◆ Written instruction:
Copy out every line of the listing below that contains the word "cushion", matching its case exactly.

(Stored entries)
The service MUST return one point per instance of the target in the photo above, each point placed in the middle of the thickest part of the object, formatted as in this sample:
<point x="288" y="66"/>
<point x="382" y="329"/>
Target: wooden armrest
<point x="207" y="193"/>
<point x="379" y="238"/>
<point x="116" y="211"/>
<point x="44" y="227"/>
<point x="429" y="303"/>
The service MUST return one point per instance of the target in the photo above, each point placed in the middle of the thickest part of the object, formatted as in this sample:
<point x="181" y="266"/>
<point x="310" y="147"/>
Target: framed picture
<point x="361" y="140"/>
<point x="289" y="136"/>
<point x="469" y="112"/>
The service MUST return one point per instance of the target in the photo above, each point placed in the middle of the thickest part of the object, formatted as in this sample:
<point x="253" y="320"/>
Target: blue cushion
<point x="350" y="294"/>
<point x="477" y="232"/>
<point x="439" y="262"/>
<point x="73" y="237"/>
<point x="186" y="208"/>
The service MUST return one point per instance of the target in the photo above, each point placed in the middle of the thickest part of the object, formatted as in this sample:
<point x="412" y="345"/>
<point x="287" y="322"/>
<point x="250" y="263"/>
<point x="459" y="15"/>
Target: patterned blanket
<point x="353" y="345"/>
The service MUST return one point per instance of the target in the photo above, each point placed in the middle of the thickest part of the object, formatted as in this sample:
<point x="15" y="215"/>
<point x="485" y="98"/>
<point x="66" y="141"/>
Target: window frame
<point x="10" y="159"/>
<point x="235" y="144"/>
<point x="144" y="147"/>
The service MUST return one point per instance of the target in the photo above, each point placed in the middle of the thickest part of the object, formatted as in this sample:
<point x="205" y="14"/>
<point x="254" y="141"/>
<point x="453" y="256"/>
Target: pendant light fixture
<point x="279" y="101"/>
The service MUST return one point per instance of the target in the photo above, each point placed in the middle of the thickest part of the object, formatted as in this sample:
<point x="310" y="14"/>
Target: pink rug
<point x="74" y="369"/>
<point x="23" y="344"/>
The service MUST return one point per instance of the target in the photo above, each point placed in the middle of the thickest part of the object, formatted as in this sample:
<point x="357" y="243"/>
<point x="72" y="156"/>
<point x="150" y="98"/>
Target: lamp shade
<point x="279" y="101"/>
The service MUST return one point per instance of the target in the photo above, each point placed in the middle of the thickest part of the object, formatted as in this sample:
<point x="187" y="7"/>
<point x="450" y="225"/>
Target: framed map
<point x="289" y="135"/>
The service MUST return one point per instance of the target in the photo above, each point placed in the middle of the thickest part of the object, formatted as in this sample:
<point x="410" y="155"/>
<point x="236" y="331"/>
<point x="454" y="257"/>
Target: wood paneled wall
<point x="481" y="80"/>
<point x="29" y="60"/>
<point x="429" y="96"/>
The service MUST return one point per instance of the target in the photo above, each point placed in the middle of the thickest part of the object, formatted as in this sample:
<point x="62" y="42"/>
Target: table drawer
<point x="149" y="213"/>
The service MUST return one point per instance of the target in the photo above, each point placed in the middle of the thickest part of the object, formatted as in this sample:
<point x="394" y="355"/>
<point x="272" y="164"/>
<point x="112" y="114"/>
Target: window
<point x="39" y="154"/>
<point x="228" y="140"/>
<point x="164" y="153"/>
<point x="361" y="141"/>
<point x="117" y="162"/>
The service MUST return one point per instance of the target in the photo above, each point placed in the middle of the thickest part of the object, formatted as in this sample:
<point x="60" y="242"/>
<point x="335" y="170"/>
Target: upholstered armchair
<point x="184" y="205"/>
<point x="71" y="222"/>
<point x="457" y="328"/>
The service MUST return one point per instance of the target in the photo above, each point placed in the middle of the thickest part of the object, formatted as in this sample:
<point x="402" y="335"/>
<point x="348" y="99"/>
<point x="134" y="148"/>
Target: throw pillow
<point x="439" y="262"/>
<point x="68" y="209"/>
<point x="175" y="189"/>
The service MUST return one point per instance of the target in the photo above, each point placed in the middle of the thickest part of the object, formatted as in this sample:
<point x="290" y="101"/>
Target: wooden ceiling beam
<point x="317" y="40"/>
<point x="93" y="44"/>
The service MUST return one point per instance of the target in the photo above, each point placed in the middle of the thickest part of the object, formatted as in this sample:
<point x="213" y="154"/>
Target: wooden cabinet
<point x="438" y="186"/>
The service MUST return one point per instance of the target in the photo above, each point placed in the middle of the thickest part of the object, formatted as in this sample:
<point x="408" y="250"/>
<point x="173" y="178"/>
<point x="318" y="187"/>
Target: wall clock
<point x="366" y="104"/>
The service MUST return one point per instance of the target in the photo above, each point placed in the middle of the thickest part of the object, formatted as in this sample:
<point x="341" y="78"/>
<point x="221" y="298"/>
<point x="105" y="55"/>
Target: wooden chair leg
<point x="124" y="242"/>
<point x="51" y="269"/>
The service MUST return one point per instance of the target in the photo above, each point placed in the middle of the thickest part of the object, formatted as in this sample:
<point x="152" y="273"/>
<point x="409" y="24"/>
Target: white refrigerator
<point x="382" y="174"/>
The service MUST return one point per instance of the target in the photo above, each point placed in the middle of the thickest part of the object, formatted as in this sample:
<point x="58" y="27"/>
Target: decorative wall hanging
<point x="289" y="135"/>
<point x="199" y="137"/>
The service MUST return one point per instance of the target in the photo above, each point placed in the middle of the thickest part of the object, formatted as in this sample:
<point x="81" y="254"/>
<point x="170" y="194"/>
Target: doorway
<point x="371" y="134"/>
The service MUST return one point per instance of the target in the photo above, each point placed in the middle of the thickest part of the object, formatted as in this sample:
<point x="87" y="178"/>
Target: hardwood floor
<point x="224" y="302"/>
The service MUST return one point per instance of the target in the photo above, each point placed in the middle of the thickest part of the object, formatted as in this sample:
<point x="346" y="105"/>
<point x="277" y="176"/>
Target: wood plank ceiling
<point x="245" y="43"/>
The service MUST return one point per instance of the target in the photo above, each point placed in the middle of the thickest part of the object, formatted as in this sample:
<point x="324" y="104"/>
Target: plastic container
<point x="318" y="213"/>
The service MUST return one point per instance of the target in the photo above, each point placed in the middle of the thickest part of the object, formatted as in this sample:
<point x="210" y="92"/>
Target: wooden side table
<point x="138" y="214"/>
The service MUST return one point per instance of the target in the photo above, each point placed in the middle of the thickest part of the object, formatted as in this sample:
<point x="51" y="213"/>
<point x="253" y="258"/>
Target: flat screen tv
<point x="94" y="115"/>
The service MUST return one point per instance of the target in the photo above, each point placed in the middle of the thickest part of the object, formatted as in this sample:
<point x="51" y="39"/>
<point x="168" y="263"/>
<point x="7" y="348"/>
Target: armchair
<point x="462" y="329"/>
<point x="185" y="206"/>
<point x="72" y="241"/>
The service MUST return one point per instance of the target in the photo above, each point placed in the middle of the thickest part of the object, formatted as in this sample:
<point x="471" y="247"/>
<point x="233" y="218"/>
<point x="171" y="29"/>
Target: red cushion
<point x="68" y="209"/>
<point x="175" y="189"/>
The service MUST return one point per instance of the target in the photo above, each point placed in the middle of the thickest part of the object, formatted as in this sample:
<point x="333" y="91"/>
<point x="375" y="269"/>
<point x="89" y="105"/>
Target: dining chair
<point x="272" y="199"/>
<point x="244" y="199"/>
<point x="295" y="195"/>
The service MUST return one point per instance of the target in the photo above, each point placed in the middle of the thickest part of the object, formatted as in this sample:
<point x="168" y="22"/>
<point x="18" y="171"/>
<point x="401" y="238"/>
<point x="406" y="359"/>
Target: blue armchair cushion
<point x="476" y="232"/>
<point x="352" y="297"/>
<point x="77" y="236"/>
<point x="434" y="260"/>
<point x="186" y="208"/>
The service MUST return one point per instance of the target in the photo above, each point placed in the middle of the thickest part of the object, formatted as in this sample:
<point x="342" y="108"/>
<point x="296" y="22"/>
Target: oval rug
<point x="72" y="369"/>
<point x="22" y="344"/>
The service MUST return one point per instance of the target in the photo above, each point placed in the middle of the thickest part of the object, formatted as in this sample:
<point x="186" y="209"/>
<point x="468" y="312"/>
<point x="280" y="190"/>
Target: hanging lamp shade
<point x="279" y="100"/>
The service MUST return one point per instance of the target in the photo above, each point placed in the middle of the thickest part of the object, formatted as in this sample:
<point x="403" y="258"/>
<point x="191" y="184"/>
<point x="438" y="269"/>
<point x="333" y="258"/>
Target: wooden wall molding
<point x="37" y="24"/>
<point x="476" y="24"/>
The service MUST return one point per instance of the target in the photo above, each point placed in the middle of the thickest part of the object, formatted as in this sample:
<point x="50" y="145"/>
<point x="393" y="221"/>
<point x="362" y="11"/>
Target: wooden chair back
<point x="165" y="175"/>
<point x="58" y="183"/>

◆ Task solution:
Target: blue cushion
Target: red cushion
Target: blue armchair cushion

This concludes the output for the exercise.